++++ Data for review

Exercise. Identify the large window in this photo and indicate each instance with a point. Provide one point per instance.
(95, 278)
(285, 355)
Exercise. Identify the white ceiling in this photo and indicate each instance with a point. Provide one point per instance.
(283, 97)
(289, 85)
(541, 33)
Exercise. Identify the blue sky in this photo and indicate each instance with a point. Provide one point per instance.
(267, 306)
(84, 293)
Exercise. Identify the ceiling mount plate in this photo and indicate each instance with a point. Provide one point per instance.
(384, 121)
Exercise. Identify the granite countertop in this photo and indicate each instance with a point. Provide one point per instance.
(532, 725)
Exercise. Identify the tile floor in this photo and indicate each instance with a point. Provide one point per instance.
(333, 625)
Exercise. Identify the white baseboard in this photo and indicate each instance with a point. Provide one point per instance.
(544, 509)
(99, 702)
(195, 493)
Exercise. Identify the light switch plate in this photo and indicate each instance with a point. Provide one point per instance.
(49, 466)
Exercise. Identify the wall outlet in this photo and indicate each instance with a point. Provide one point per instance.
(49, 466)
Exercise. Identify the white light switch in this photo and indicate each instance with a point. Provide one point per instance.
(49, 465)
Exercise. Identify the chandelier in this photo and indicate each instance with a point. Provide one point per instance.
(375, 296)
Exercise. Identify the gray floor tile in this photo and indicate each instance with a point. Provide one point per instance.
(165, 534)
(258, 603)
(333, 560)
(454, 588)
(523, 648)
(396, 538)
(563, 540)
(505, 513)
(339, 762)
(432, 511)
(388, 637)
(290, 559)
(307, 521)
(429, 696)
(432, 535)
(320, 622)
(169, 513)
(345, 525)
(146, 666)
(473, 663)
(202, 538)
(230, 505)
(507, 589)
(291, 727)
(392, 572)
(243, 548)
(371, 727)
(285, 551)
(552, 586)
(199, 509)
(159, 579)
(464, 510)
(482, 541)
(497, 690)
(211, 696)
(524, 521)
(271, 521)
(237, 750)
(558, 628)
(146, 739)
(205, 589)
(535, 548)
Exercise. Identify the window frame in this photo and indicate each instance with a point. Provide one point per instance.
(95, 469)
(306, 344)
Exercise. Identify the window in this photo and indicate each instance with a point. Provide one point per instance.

++++++++

What the task requires -> Print exactly the stretch of lines beginning with the one that holds "Exercise. Identify the window frame" and ending at the last line above.

Result for this exercise ->
Exercise. Identify the window frame in this photo and indicate each instance with a point. Provide one point per instance.
(95, 469)
(306, 344)
Exercise. Identify the window in this photo and indicate each instance with a point. Provide one point per instance.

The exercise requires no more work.